___ PROVIDED INFORMATION ___

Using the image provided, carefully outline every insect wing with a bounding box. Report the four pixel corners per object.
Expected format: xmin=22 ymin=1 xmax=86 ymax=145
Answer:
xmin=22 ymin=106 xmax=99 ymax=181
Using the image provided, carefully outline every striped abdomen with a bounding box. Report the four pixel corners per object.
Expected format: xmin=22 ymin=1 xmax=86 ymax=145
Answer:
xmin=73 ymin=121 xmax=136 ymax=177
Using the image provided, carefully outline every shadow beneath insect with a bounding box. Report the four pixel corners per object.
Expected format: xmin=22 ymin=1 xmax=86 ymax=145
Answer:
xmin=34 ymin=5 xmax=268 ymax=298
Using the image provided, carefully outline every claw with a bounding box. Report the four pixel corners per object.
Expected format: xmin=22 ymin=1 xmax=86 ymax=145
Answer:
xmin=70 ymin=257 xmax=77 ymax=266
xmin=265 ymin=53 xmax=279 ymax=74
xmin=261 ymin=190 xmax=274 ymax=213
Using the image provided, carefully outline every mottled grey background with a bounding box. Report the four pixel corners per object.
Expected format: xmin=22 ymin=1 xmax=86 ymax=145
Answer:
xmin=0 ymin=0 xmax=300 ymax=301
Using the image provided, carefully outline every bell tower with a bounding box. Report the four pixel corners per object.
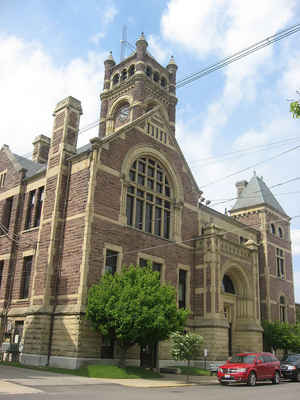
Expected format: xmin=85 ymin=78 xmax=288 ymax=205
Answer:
xmin=99 ymin=33 xmax=177 ymax=138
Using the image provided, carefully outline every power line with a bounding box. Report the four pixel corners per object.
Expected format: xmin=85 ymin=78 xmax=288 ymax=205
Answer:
xmin=211 ymin=176 xmax=300 ymax=206
xmin=200 ymin=145 xmax=300 ymax=189
xmin=176 ymin=24 xmax=300 ymax=88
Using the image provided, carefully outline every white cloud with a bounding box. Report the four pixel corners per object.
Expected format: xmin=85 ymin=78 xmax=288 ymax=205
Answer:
xmin=0 ymin=36 xmax=106 ymax=154
xmin=291 ymin=229 xmax=300 ymax=255
xmin=103 ymin=4 xmax=118 ymax=25
xmin=161 ymin=0 xmax=299 ymax=216
xmin=89 ymin=3 xmax=119 ymax=45
xmin=89 ymin=32 xmax=105 ymax=45
xmin=161 ymin=0 xmax=295 ymax=57
xmin=147 ymin=35 xmax=170 ymax=63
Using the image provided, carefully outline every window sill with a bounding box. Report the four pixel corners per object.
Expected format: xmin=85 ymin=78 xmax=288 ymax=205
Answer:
xmin=125 ymin=225 xmax=176 ymax=243
xmin=21 ymin=226 xmax=40 ymax=234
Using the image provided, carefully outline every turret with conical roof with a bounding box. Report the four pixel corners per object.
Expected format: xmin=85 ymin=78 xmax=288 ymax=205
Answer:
xmin=231 ymin=173 xmax=286 ymax=215
xmin=230 ymin=172 xmax=295 ymax=323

___

Render the records, from the line containing "Using the image provided, carefully outline every power" through the end of the records, as a Markdown table with the columns Row and Line. Give each line its own numbered row and leave out any blank lines.

| Row | Line |
|---|---|
| 1 | Using the image provided, carefully outline every power line with a bounding box. Report the four pixel corners per object. |
| 2 | Expected format: xmin=85 ymin=78 xmax=288 ymax=205 |
| 3 | Answer: |
| 4 | xmin=211 ymin=176 xmax=300 ymax=206 |
| 5 | xmin=200 ymin=145 xmax=300 ymax=189 |
| 6 | xmin=176 ymin=24 xmax=300 ymax=88 |
| 7 | Using the image provided, carefully outline every white cloud with a bounding box. Report the four pixel corners per object. |
| 8 | Expected format: xmin=85 ymin=78 xmax=288 ymax=205 |
| 9 | Answer: |
| 10 | xmin=0 ymin=36 xmax=106 ymax=154 |
| 11 | xmin=291 ymin=229 xmax=300 ymax=255 |
| 12 | xmin=103 ymin=4 xmax=118 ymax=25 |
| 13 | xmin=161 ymin=0 xmax=299 ymax=216 |
| 14 | xmin=89 ymin=3 xmax=119 ymax=45 |
| 15 | xmin=89 ymin=32 xmax=105 ymax=45 |
| 16 | xmin=161 ymin=0 xmax=295 ymax=57 |
| 17 | xmin=147 ymin=35 xmax=170 ymax=63 |
| 18 | Using the image provided, carefully outline every window sill with a bounding box. Report the four pixel corners per object. |
| 19 | Expected format: xmin=85 ymin=78 xmax=288 ymax=205 |
| 20 | Answer: |
| 21 | xmin=125 ymin=225 xmax=176 ymax=243 |
| 22 | xmin=21 ymin=226 xmax=40 ymax=234 |
| 23 | Using the image provided, carefully outline every turret with conical roof with a bounding box. Report the four pixel corners per object. |
| 24 | Expected format: xmin=85 ymin=78 xmax=288 ymax=205 |
| 25 | Answer: |
| 26 | xmin=231 ymin=173 xmax=286 ymax=215 |
| 27 | xmin=230 ymin=172 xmax=295 ymax=323 |